Work task:
The reply must consist of the lines from the first line of the records through the line containing "TARGET: fish skin", copied exactly, with every picture omitted.

Provided records:

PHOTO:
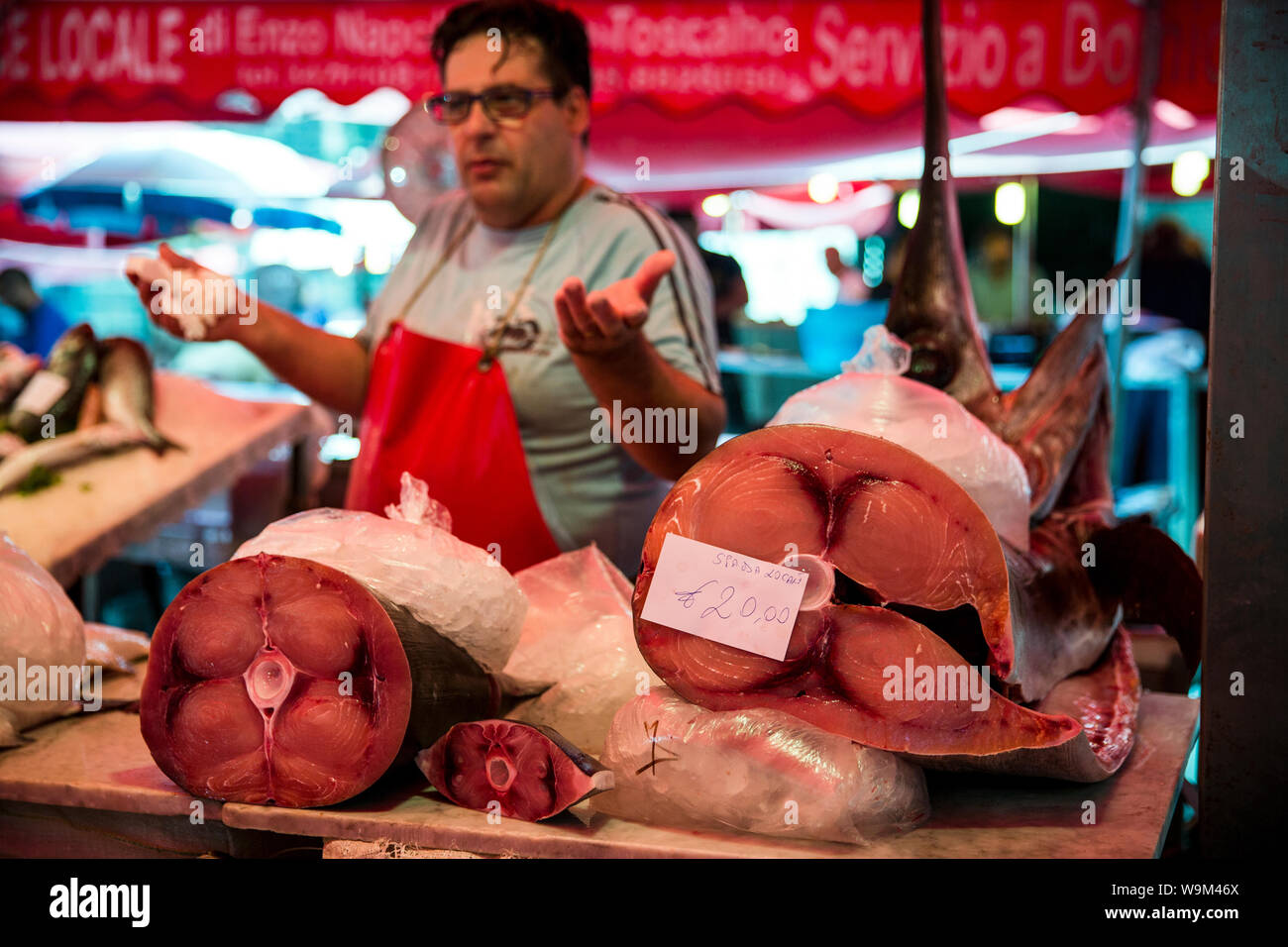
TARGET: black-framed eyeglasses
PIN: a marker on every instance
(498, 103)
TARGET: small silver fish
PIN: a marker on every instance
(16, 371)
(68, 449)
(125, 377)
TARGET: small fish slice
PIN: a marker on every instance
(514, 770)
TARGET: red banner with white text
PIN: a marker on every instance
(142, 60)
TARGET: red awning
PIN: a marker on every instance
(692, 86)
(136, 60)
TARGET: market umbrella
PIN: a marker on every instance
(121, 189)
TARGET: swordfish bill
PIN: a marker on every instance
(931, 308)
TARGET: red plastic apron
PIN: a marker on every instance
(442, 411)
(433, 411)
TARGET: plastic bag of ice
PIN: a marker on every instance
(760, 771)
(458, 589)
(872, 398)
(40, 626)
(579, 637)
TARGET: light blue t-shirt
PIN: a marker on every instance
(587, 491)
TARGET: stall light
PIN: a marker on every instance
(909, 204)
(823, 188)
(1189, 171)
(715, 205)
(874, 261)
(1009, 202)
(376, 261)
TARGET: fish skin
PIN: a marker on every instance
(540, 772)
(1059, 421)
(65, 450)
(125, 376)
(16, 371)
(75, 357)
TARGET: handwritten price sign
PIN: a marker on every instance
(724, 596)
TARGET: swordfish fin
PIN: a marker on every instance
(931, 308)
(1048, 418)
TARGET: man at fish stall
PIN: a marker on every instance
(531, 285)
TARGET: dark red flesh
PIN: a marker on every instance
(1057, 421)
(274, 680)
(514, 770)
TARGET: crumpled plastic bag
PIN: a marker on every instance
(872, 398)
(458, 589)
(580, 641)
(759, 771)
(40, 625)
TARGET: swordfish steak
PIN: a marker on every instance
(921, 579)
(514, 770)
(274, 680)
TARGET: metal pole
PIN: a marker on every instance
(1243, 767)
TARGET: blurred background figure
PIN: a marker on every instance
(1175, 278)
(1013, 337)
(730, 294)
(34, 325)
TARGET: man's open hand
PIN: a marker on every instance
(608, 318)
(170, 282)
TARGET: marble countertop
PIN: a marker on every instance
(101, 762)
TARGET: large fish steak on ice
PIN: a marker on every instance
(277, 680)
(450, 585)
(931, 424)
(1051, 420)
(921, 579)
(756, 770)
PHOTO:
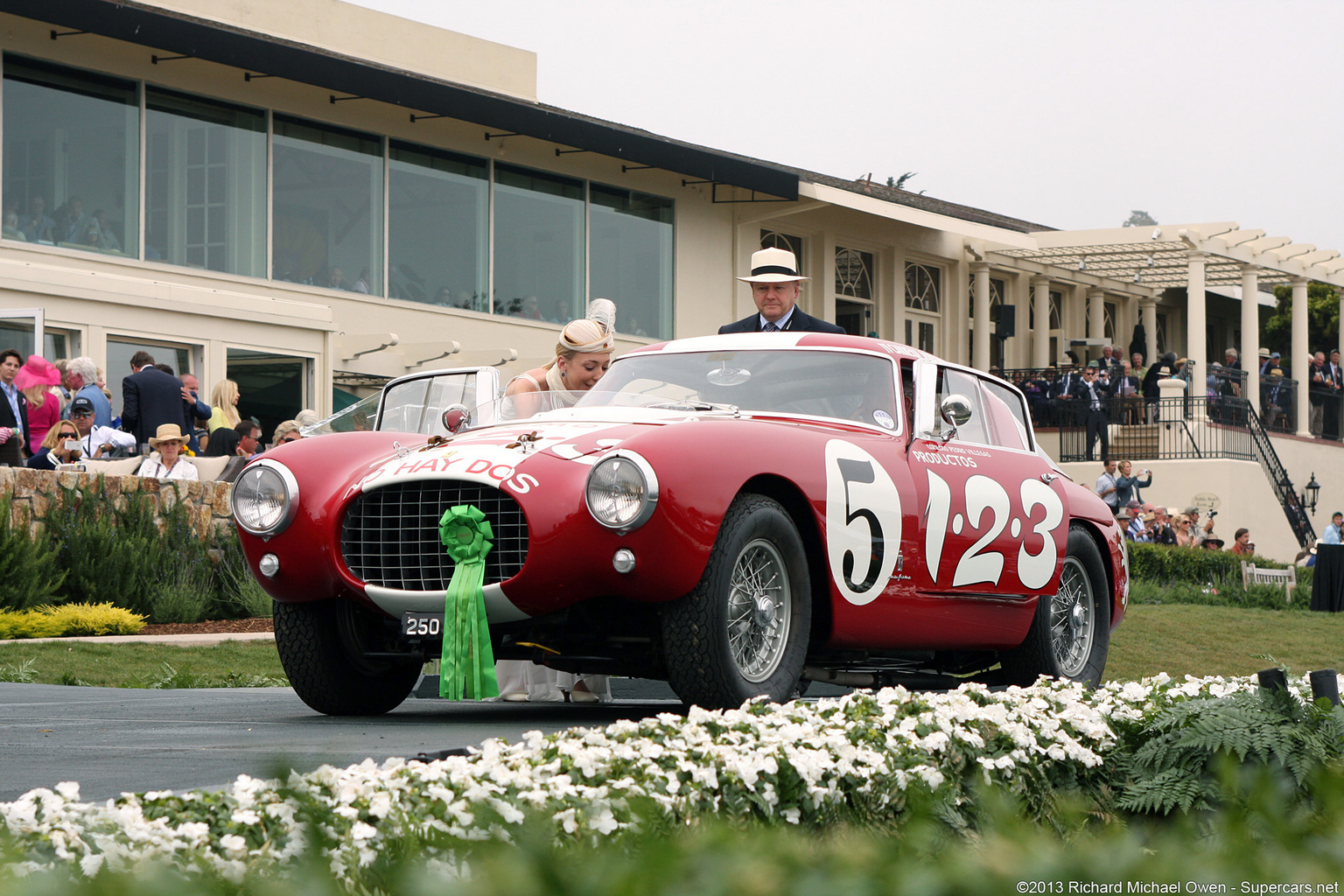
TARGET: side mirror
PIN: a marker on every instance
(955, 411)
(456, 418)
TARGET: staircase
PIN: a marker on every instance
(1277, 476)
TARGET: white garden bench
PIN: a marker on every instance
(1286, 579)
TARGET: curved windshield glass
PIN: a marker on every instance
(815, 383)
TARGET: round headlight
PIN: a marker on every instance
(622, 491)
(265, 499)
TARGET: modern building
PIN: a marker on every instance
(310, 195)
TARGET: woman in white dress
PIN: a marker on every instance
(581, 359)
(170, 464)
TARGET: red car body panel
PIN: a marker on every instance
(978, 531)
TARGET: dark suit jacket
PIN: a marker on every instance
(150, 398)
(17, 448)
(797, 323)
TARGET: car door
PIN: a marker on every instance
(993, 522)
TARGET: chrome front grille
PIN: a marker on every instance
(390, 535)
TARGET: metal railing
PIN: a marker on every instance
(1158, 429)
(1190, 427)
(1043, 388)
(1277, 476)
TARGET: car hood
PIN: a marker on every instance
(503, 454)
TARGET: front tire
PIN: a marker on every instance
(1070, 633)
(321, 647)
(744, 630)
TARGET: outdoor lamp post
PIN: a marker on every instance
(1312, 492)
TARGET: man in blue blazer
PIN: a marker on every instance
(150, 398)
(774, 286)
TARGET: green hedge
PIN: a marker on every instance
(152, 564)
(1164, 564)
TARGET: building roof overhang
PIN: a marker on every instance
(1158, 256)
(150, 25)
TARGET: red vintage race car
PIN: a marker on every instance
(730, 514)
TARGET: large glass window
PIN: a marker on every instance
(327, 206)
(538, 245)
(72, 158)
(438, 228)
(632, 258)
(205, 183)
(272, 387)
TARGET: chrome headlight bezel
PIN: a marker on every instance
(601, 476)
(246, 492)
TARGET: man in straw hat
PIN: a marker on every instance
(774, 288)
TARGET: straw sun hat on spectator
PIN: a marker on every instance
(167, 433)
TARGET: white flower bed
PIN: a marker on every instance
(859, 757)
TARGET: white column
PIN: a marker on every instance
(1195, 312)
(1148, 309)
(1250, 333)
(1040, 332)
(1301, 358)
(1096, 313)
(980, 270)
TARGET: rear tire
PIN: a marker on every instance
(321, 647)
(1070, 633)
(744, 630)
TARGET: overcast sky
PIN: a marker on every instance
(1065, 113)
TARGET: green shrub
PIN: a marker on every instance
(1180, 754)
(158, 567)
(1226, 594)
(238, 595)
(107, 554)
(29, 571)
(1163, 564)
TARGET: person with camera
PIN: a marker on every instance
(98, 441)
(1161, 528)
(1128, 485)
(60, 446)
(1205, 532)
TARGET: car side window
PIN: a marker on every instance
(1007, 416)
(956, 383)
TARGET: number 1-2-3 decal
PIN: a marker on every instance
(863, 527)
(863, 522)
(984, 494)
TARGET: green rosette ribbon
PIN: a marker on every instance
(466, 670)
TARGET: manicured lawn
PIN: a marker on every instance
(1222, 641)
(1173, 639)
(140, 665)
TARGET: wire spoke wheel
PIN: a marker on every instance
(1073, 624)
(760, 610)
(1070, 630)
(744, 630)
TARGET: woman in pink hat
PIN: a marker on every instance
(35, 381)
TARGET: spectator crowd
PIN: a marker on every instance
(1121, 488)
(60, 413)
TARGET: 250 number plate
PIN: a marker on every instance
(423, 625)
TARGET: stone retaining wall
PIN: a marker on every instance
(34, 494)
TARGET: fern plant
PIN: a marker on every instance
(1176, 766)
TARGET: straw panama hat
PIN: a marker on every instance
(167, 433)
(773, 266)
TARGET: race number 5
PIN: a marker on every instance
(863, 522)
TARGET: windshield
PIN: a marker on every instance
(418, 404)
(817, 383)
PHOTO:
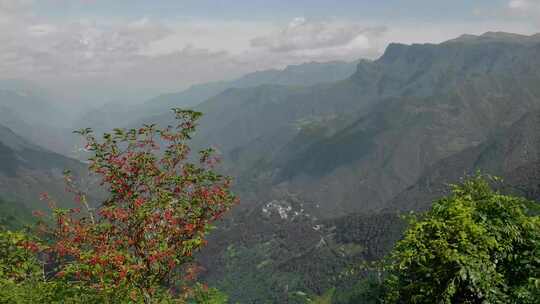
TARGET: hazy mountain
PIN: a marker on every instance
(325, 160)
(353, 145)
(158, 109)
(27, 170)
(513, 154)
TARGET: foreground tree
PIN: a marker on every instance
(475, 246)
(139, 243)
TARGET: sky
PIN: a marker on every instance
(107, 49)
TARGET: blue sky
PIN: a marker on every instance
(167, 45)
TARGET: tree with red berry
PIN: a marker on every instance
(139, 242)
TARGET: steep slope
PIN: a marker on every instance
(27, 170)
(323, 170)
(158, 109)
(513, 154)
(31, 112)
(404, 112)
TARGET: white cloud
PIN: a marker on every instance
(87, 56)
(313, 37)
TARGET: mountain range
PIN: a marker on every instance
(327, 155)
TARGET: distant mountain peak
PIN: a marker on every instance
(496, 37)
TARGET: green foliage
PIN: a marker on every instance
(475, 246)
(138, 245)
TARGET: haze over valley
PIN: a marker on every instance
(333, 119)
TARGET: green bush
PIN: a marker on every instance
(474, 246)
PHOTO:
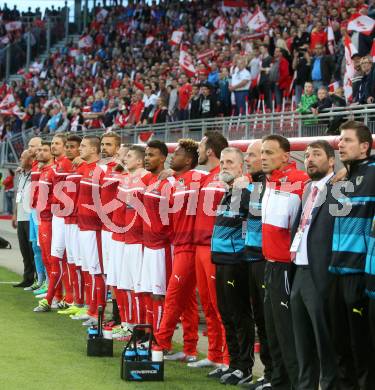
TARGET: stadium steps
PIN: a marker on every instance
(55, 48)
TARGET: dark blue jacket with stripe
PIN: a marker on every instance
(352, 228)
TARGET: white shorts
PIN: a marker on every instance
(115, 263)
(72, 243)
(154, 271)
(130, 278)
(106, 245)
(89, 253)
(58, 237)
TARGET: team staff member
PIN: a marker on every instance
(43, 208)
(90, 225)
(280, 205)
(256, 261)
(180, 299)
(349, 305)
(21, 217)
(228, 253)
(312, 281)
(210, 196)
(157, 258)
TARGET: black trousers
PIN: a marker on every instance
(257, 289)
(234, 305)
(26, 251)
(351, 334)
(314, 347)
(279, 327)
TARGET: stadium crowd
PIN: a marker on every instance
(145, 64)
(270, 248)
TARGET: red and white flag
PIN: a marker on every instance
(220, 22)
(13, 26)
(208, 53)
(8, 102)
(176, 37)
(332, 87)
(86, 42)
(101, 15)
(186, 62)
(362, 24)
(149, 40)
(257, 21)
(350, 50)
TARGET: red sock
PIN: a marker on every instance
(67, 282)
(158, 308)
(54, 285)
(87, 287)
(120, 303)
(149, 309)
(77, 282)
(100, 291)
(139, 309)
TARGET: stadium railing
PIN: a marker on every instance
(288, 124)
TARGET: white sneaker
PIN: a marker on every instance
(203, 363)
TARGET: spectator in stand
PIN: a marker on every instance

Exercise solution:
PHOTO:
TARGET: black-framed eyeglasses
PIN: a marker on every instance
(498, 103)
TARGET: small silver fish
PIN: a marker on every instance
(16, 371)
(68, 449)
(125, 377)
TARGET: small fish slice
PIN: a marker on every instance
(514, 770)
TARGET: red banner with white text
PIN: a marker on every instance
(142, 60)
TARGET: red awning
PIN: a marker on every instance
(692, 86)
(136, 60)
TARGET: market umbrella
PIN: a marker on every instance
(121, 189)
TARGET: swordfish bill
PIN: a marker on every instance
(931, 308)
TARGET: red plastic apron
PIN: a marker on every instance
(442, 411)
(433, 411)
TARGET: plastic bag of ice
PIN: a marker on every instance
(760, 771)
(458, 589)
(872, 398)
(40, 626)
(579, 637)
TARGET: light blue t-shirt
PIN: a marker on every instance
(587, 491)
TARGET: stall light
PIN: a marker on every instance
(909, 204)
(823, 188)
(1189, 171)
(715, 205)
(874, 261)
(1009, 202)
(376, 261)
TARGET: fish skin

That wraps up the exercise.